Records provided: Begin
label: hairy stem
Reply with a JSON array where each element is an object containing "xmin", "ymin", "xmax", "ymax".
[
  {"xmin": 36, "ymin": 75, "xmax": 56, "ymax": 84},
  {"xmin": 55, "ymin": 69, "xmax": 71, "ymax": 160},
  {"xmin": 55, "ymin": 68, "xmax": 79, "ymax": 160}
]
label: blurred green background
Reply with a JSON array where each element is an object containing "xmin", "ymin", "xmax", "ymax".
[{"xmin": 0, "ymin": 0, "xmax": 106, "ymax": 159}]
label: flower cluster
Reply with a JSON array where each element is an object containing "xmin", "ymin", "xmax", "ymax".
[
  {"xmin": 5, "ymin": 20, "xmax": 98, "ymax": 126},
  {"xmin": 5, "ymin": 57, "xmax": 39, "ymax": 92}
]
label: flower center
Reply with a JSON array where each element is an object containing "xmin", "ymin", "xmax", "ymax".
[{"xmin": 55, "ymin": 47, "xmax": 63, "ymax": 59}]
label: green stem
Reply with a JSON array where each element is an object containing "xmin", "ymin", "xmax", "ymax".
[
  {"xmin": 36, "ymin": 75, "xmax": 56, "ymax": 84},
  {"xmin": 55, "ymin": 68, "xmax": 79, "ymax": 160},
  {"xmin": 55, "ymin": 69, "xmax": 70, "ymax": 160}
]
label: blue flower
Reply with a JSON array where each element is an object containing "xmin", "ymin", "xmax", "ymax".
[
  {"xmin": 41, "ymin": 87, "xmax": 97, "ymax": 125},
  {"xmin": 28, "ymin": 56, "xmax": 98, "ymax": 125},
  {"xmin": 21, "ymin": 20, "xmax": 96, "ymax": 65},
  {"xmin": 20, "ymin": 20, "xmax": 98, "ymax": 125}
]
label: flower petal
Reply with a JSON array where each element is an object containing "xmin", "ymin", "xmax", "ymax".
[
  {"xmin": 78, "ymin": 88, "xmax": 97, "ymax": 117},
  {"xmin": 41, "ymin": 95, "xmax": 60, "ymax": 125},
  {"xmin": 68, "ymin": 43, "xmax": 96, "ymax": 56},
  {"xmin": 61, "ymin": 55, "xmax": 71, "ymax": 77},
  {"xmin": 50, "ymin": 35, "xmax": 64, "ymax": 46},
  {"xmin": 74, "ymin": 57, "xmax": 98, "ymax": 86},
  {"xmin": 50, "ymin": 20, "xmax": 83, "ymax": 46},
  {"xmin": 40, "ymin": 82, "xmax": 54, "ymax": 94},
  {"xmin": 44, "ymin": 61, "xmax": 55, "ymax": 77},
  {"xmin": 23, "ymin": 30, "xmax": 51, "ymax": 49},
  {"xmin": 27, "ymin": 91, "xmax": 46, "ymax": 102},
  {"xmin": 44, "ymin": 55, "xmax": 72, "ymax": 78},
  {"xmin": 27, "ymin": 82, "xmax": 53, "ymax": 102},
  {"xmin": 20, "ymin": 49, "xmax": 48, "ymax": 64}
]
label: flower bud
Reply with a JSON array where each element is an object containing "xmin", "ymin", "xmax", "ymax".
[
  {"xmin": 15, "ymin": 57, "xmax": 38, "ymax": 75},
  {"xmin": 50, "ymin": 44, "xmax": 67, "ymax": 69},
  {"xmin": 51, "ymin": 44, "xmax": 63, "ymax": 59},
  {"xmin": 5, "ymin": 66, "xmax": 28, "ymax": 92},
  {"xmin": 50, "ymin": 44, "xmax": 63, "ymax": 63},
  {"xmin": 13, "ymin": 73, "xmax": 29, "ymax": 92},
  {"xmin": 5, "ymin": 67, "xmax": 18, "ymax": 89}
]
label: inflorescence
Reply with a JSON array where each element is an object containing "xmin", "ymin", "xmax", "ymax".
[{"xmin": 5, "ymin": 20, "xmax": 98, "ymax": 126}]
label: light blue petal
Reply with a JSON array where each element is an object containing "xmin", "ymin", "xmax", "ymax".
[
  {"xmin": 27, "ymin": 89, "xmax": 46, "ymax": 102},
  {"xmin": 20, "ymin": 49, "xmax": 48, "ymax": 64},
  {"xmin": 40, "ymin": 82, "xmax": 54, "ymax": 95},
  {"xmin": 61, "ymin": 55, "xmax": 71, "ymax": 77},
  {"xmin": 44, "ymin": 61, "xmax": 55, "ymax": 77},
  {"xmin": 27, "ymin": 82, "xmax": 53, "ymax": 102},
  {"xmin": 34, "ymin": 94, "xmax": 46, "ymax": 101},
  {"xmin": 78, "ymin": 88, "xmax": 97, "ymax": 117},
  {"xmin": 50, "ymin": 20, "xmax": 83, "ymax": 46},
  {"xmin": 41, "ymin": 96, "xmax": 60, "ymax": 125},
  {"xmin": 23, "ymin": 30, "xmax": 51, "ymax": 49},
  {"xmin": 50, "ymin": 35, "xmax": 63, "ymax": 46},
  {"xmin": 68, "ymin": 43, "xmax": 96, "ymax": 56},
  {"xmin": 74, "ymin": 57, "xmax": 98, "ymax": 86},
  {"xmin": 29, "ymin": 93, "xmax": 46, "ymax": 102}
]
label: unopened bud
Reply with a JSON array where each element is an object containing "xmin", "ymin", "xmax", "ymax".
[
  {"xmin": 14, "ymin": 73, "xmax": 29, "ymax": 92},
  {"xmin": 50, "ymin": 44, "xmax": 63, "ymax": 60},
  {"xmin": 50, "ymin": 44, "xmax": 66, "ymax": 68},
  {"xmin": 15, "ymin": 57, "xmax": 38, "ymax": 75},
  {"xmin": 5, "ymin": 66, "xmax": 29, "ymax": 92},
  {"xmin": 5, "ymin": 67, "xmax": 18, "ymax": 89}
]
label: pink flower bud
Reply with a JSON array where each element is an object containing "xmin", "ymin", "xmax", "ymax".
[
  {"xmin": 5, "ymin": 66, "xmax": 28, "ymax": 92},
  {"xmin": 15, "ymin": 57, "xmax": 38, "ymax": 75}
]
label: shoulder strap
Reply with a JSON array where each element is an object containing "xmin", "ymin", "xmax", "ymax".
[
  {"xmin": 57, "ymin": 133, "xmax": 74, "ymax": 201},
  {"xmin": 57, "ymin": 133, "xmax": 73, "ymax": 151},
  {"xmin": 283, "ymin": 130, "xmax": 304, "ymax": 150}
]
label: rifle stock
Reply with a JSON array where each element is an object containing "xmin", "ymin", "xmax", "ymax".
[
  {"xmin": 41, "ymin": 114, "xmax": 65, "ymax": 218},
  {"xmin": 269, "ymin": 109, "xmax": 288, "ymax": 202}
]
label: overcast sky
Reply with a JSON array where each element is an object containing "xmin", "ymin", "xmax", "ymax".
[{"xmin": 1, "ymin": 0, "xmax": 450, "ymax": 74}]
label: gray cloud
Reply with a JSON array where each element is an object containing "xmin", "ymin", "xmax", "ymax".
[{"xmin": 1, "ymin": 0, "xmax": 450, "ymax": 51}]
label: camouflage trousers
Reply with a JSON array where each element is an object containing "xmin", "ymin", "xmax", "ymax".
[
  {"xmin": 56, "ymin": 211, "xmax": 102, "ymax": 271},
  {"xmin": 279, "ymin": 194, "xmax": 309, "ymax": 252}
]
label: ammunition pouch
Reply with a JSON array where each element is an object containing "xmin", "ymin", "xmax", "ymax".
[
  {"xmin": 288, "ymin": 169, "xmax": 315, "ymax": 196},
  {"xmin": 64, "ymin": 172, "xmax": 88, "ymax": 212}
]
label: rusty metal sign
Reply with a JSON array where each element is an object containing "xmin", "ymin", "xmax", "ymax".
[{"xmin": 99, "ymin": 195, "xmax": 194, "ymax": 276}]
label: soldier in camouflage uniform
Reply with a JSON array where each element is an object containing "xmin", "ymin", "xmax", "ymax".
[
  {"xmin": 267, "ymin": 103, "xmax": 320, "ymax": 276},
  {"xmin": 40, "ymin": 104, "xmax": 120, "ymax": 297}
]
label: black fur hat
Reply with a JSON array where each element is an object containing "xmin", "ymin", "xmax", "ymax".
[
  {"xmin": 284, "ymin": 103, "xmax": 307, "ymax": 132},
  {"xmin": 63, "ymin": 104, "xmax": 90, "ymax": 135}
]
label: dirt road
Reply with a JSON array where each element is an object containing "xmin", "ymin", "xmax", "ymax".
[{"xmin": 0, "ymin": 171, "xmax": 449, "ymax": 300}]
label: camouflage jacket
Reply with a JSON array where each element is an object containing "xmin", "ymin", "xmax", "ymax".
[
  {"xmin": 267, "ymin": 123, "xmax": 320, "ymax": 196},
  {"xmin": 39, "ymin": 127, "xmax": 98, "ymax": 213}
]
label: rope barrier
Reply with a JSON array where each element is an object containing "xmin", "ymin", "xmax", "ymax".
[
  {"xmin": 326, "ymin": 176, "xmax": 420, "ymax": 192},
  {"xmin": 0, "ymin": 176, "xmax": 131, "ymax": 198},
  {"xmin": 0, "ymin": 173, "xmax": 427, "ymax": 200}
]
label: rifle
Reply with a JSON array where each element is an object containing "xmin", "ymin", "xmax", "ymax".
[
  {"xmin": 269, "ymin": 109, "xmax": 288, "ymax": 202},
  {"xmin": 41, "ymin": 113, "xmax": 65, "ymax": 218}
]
Records provided: End
▶ **Your objective**
When you reach the line containing "label: dirt road" in the listing, transcribe it and every line after it exactly, through the last line, and add nothing.

▶ **Answer to the problem**
label: dirt road
Reply with a JSON array where each element is an object containing "xmin", "ymin", "xmax", "ymax".
[{"xmin": 0, "ymin": 171, "xmax": 449, "ymax": 300}]
label: camouflage jacket
Reply with a JSON array where each element is an object containing "xmin", "ymin", "xmax", "ymax".
[
  {"xmin": 267, "ymin": 123, "xmax": 320, "ymax": 196},
  {"xmin": 39, "ymin": 127, "xmax": 98, "ymax": 213}
]
label: rope barrier
Reply with a JSON array where each element is an object containing "xmin", "ymin", "xmax", "ymax".
[
  {"xmin": 326, "ymin": 176, "xmax": 420, "ymax": 192},
  {"xmin": 0, "ymin": 176, "xmax": 131, "ymax": 198},
  {"xmin": 0, "ymin": 173, "xmax": 427, "ymax": 200}
]
label: rifle
Reply with a JSON array where each element is an object containing "xmin", "ymin", "xmax", "ymax".
[
  {"xmin": 269, "ymin": 109, "xmax": 288, "ymax": 202},
  {"xmin": 41, "ymin": 113, "xmax": 65, "ymax": 218}
]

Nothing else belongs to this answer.